[Given passage]

New West Book Review

Brandon R. Schrand’s “The Enders Hotel”

By Jenny Shank, 5-16-08

 

The Enders Hotel
By Brandon R. Schrand
University of Nebraska Press
230 pages, $17.95

Brandon R. Schrand’s vivid new memoir chronicles his childhood growing up in the Enders Hotel in Soda Springs, Idaho.  In the 1970’s, Schrand’s grandparents restored the place, originally built in 1919, and welcomed all kinds of people, especially the itinerant laborers of the region.  Schrand, who teaches creative writing at the University of Idaho, moved back and forth to the Enders as his mother’s and stepfather’s jobs came and went.  “Because we were job seekers,” he writes, “we endured the perpetual ebb and flow of work—the overtime followed, always, by the lay-offs, the shut-downs, the walkouts.”

Eventually the family settles in to live in the hotel permanently, offering Schrand a front-row seat to a revolving show of humanity that included drunks, homeless, ex-cons, murderers, and all manner of other colorful people who came to stay in the hotel, drink in its bar, and eat in its café.

Schrand’s tale includes some of the normal rituals of a rural Idaho boyhood, such as shooting lessons at a firing range, a hunting trip (distinctive because Schrand’s grandmother takes him hunting), fun with a nearby geyser, and an outdoor clubhouse where he and his friends hatch schemes, one of the more innocent of which was to build a Huck Finn-style raft out of stolen wooden pallets.  The craft proves only barely river-worthy, floating below the surface of the water as the boys ride it.

[/Given passage]

What you will do:
a) Answer each question from the Enders Hotel review, one line per answer and marked the same way:
(i) In what year was the Enders Hotel originally built?
(ii) At which university does Schrand teach creative writing?
(iii) What did Schrand and his friends use to build their raft?
b) For each statement, say yes or no according to the Enders Hotel review, and quote the words that decide it:
(i) Schrand's grandfather took him on a hunting trip.
(ii) The book was published by the University of Nebraska Press.
(iii) The boys' raft floated high above the water.
c) Carry the Enders Hotel review forward from its last sentence.

[Information given]

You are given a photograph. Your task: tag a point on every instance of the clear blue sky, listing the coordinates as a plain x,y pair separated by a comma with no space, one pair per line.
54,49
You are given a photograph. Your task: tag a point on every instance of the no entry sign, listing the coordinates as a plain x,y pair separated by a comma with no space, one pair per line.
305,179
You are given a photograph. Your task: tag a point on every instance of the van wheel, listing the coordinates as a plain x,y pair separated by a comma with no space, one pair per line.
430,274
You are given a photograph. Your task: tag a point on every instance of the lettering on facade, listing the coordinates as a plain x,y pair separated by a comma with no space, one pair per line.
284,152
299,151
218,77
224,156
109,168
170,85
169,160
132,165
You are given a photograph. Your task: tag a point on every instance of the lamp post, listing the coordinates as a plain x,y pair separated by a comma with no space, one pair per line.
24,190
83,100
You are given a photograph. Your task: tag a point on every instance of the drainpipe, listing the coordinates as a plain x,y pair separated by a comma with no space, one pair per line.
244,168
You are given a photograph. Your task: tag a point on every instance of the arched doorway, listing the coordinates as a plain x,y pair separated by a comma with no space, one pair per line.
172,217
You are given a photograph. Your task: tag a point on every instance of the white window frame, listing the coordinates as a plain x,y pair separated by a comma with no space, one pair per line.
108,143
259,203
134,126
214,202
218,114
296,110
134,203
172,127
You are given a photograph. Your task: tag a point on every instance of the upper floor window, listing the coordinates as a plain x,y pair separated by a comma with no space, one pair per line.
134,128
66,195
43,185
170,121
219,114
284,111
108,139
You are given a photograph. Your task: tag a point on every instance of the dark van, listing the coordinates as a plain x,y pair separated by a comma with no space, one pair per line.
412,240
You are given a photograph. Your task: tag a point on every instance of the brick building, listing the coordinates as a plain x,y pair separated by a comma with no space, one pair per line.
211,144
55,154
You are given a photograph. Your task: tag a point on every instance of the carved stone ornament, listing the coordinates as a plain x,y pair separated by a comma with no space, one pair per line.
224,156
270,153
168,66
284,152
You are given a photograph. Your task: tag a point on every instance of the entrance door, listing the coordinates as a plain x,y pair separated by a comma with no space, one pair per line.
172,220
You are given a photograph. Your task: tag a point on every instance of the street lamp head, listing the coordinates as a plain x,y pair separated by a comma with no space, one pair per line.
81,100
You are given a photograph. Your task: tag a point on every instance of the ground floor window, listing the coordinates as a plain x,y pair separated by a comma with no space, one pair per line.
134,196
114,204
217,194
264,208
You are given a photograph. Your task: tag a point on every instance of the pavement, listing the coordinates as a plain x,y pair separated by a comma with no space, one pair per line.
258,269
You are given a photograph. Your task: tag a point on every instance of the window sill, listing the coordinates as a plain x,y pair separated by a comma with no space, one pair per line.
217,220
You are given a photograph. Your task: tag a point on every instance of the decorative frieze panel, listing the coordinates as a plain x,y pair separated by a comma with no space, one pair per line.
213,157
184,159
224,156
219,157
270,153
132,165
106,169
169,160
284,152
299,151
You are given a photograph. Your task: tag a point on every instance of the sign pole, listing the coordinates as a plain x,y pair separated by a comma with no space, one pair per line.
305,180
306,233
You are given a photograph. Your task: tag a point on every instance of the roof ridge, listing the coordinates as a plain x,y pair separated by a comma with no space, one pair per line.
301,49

[/Information given]

Answers by item number:
a)
(i) 1919
(ii) The University of Idaho
(iii) Stolen wooden pallets

b)
(i) No: "Schrand’s grandmother takes him hunting"
(ii) Yes: "University of Nebraska Press"
(iii) No: "floating below the surface of the water as the boys ride it"

c)
But because Schrand grows up in a family of recovering alcoholics (with a 1920’s bootlegger forebear) and spends a lot of time working and hanging out around the Enders, witnessing adults’ traumas, there is much that’s uncommon about his childhood, too, such as a shooting on the barroom floor when Schrand is a toddler, a touching encounter with an artist who stays in the Enders while she tries to stop drinking, and a strange incident in which one of Schrand’s substitute teachers, who works part time at the café, helps him to cheat on a test.

Schrand’s early years at the Enders, before he is saddled with endless chores, are an uncomplicated joy, as he tags along behind his grandfather, who calls him “The Brat,” and enjoys unlimited soda fountain drinks.  “To run all the staircases and hallways in such a place and to eat every meal in a café was nothing short of paradise,” Schrand writes, “The long yellow lunch counter in the café was L-shaped and looked like sunshine.  And for every meal I would sit at a different barstool making myself at home.”

One of the blights on his childhood, however, is the unpredictable behavior of his parents.  Schrand describes some physical abuse at their hands, but The Enders Hotel isn’t a slash-and-burn tell-all.  He describes clearly what happened, but he doesn’t stand in judgment; as a grown man he seems to understand and forgive their behavior.  Early in the book, Schrand describes a disturbing scene in which his drunken mother stumbles into the café in a “boozy staggered gait” and demands that Brandon leave with her, while a lunchtime crowd watches the spectacle.  She snatches him by the wrist and drags him out, cussing him and hurting him.  But the next day she apologizes, and vows to quit drinking, which she appears to accomplish.  Throughout the rest of the book, she is a steady, hardworking presence.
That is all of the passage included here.